▶ Problems to solve:
1) Answer each question using the article below about Heng Swee Keat stepping aside.
(a) Who is the chief executive of the Singapore Business Federation?
(b) Which portfolio will Mr Heng give up at the next Cabinet reshuffle?
(c) Which association does Mr Kurt Wee lead as president?
2) Transcribe the article below about Heng Swee Keat stepping aside, from "Mr Heng will" to "from among them.".
3) List every reason that the article below about Heng Swee Keat stepping aside says he cited for his decision.

▶ Passage:
◇ ◇ ◇ ◇ ◇ ◇ ◇
While Deputy Prime Minister Heng Swee Keat's decision to step aside as Singapore's potential next leader came as a surprise, industry watchers said it should not rattle investor and business confidence or affect the timeline for implementing key policies such as the hike in goods and services tax (GST).
Speaking to The Straits Times yesterday, Singapore Business Federation chief executive Lam Yi Young said that like the rest of Singapore, the business community here was surprised by the announcement.
"But they continue to have trust in the Government and the stability of its policies. Confidence in Singapore as a business destination remains high," said Mr Lam.
Mr Heng will stay on as Deputy Prime Minister and Coordinating Minister for Economic Policies, but will relinquish the finance portfolio at the next Cabinet reshuffle. He had cited the long-term challenges of the Covid-19 pandemic, his age and the demands of the top job as reasons for his decision.
At a media conference on Thursday, the party's fourth-generation (4G) leaders said they would need more time to select another leader from among them.
Mr Kurt Wee, president of the Association of Small and Medium Enterprises (Asme), said the 4G leaders had "thoroughly proven themselves" in steering the country through the Covid-19 crisis.
◇ ◇ ◇ ◇ ◇ ◇ ◇
▶ Entries provided:
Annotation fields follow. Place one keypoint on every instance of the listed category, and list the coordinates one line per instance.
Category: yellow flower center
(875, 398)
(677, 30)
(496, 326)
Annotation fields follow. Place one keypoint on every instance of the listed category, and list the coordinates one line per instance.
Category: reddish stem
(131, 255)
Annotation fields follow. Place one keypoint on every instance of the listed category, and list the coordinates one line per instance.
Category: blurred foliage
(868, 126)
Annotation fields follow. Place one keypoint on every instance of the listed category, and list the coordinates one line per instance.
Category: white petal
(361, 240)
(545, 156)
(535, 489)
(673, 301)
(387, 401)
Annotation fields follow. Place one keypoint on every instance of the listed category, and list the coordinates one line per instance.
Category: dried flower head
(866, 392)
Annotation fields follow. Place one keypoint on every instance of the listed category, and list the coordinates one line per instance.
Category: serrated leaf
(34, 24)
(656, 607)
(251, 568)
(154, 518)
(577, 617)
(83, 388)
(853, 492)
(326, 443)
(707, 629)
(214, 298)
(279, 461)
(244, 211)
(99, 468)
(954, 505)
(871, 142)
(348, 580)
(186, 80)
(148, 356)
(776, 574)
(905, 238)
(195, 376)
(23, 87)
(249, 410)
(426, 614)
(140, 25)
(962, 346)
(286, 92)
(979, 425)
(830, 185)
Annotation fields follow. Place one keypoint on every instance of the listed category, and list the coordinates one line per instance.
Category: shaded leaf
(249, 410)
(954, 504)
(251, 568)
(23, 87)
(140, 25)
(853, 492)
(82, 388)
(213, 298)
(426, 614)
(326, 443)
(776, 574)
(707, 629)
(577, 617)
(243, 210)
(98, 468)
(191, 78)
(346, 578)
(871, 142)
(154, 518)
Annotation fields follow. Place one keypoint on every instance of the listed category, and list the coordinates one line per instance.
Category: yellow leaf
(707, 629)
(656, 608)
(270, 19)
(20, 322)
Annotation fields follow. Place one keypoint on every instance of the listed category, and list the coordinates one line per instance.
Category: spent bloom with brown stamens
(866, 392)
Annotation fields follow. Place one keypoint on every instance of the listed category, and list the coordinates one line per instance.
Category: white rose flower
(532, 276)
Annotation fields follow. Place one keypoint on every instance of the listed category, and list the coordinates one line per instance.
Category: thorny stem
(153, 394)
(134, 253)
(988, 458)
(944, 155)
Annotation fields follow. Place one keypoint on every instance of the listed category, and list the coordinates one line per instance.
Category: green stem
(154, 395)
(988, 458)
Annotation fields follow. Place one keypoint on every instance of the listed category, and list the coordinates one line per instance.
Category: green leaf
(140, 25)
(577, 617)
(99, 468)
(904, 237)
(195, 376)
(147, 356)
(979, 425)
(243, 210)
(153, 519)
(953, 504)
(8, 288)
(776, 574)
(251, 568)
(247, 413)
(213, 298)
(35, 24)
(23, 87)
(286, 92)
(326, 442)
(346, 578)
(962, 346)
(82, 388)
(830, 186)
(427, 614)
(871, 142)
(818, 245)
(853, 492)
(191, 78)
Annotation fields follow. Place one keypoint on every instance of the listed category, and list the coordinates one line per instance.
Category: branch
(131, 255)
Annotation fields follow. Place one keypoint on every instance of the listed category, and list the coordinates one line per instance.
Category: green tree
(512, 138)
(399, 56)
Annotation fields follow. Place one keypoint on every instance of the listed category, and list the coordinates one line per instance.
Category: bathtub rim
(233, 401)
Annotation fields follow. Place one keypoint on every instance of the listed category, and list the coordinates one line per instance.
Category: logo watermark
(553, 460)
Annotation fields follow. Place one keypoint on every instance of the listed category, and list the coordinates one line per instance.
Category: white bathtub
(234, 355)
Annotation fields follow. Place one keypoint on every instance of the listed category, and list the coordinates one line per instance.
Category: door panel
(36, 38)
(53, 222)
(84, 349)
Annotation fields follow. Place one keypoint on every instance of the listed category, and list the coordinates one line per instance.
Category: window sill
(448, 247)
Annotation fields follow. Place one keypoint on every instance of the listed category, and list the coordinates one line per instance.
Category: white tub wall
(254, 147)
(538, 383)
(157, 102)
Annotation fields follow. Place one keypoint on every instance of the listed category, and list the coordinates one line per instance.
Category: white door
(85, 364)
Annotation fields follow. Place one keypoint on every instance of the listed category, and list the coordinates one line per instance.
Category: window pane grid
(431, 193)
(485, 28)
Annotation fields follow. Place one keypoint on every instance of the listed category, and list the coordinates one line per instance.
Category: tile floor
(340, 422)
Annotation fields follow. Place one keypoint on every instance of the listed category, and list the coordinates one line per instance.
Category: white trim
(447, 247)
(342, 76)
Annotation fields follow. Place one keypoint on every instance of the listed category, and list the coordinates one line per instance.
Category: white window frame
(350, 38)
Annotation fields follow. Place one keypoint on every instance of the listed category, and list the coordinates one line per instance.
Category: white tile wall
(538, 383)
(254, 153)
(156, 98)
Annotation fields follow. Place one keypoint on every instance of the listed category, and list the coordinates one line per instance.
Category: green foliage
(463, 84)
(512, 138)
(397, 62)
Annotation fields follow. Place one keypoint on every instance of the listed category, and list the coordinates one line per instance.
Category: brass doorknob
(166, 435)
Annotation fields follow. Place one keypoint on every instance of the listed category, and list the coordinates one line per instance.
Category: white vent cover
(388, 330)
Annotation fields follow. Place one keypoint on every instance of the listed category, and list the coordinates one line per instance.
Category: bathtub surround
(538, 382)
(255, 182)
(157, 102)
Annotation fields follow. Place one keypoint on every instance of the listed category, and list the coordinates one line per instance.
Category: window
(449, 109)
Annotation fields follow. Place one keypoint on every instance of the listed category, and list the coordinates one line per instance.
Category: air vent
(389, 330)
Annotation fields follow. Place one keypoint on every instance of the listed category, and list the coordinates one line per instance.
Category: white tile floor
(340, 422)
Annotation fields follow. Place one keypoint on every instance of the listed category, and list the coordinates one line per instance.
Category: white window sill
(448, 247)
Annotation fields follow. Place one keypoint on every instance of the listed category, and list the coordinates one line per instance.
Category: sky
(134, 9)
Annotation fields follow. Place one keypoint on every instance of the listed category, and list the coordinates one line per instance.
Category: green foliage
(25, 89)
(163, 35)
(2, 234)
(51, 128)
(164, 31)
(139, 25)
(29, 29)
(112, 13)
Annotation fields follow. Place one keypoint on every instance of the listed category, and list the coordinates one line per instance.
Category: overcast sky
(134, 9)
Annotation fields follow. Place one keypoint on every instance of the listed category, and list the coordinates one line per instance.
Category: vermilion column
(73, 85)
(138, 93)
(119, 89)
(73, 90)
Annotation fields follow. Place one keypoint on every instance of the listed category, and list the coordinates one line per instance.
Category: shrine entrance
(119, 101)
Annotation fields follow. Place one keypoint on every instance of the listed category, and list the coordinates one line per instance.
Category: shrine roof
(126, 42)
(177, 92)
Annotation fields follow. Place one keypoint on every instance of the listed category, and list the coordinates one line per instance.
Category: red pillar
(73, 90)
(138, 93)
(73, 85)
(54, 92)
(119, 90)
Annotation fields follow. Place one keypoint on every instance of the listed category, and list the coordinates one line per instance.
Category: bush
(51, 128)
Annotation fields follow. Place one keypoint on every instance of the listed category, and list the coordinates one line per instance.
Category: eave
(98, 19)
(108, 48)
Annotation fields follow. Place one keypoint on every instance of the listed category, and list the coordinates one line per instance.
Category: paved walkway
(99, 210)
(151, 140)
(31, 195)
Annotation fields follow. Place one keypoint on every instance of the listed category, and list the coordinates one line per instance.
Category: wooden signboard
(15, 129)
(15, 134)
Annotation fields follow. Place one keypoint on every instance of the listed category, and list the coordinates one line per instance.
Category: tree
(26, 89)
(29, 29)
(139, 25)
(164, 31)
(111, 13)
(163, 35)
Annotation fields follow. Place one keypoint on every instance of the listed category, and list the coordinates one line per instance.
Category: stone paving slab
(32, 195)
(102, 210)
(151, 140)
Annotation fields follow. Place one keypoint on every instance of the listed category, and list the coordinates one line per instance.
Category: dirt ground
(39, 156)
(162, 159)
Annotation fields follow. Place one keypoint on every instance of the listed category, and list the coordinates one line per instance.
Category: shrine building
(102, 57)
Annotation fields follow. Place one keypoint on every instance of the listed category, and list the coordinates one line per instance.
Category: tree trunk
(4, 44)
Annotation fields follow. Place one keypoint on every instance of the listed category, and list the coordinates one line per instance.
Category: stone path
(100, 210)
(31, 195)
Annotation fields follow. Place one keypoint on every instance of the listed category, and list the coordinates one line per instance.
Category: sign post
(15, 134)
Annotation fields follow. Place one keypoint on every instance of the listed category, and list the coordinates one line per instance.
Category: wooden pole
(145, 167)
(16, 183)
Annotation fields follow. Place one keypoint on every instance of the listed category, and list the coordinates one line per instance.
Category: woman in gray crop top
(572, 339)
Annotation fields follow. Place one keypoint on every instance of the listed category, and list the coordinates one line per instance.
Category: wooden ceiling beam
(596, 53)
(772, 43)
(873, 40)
◇ ◇ ◇ ◇ ◇ ◇ ◇
▶ Completed exercise:
1)
(a) Lam Yi Young
(b) The finance portfolio
(c) The Association of Small and Medium Enterprises (Asme)

2)
Mr Heng will stay on as Deputy Prime Minister and Coordinating Minister for Economic Policies, but will relinquish the finance portfolio at the next Cabinet reshuffle. He had cited the long-term challenges of the Covid-19 pandemic, his age and the demands of the top job as reasons for his decision.
At a media conference on Thursday, the party's fourth-generation (4G) leaders said they would need more time to select another leader from among them.

3)
- The long-term challenges of the Covid-19 pandemic
- His age
- The demands of the top job